__Task requirements__.
(1) Please decide whether each statement agrees with the text on the cancer vaccine below, answering yes or no and quoting the words that decide it: (a) The vaccine was developed by scientists from the University of Strasbourg. (b) The virus used in the experiments was the smallpox pathogen. (c) The experiments involved a variety of breast cancer.
(2) Summarize the text on the cancer vaccine below in two sentences.
(3) In the text on the cancer vaccine below, what kind of virus did the researchers choose to show the cancer cell's surface protein to the immune system?

__Excerpted text__.
The immune system must react not only to bacteria and viruses; cancer cells are no less a foreign element for our body than external pathogens. But quite often a malignant tumor manages to deceive the immune system. Scientists have long been trying to find a way to "play along" with the immunity of cancer patients so that their defense system wakes up and fully attacks the harmful cells.
Scientists from the University of Strasbourg (France) have attempted to create a virus-based cancer vaccine. Like any other vaccine, it must “train” the immune system; only in this case, the immune system had to be shown not a half-dead infection (as with conventional vaccines), but the characteristic features of cancer cells.
During malignant transformation, the cell literally changes its appearance: special proteins appear on its surface, characteristic of cancer cells and no other. That is, these proteins could become a good target for the immune system.
In their experiments, the researchers used one of the varieties of lung cancer, and in order to show the surface protein of the cancer cell to the immune system, one of the poxviruses was chosen. Among them, for example, is the smallpox pathogen, but in this case the virus was harmless to humans - especially after a series of genetic manipulations. It was supplied with the protein of lung cancer cells and injected into cancer patients. Strictly speaking, the virus in this case was only a messenger that brought the cancer protein to the immune cells, making it more noticeable to the immune system.

__Data shown__.

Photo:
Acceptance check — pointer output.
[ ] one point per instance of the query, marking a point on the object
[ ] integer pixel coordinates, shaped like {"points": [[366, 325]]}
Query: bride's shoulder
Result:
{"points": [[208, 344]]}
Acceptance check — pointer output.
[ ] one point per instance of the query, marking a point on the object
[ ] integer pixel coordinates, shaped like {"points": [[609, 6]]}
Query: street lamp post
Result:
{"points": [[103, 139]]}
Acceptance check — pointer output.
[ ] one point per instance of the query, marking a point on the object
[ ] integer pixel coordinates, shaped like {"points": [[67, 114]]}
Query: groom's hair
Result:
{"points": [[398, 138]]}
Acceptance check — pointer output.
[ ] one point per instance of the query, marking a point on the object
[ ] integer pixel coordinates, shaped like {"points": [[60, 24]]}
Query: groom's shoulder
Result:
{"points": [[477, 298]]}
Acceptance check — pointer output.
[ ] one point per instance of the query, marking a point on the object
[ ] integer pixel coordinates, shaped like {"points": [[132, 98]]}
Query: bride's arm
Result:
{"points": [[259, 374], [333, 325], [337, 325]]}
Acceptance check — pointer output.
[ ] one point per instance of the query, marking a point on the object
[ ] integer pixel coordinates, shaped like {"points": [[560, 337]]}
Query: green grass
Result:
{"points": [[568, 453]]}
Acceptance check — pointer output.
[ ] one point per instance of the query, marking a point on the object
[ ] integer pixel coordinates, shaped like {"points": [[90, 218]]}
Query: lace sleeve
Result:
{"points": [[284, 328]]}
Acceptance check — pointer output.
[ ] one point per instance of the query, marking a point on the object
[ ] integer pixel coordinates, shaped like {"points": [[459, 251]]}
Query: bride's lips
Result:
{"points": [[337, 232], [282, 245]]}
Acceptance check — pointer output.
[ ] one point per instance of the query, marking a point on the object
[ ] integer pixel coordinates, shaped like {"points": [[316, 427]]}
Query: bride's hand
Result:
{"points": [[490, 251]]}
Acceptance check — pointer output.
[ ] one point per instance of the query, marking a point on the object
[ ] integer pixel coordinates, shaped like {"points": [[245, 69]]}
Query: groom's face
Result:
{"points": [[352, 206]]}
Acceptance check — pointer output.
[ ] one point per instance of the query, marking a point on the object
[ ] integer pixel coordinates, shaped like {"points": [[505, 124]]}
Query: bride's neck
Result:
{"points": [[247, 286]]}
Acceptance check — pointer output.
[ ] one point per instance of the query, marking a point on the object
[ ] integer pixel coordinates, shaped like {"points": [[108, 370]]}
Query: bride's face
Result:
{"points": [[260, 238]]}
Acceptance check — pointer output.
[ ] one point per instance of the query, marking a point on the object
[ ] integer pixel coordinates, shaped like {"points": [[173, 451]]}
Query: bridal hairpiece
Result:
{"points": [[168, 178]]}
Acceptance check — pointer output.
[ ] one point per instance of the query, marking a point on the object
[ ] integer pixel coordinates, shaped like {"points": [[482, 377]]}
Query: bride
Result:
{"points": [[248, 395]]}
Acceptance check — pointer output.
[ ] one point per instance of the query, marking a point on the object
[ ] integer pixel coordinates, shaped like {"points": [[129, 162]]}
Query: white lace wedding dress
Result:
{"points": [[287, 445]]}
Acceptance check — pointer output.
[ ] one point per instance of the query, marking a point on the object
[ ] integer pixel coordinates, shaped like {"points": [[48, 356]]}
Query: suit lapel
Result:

__Solutions below__.
(1)
(a) Yes: "Scientists from the University of Strasbourg (France) have attempted to create a virus-based cancer vaccine."
(b) No: "Among them, for example, is the smallpox pathogen, but in this case the virus was harmless to humans"
(c) No: "the researchers used one of the varieties of lung cancer"

(2) Scientists from the University of Strasbourg tried to create a virus-based cancer vaccine that trains the immune system to recognize proteins that appear only on the surface of cancer cells. In experiments on a variety of lung cancer, a poxvirus that was harmless to humans was given a lung cancer cell protein and injected into cancer patients, acting as a messenger that brought the protein to immune cells.

(3) One of the poxviruses.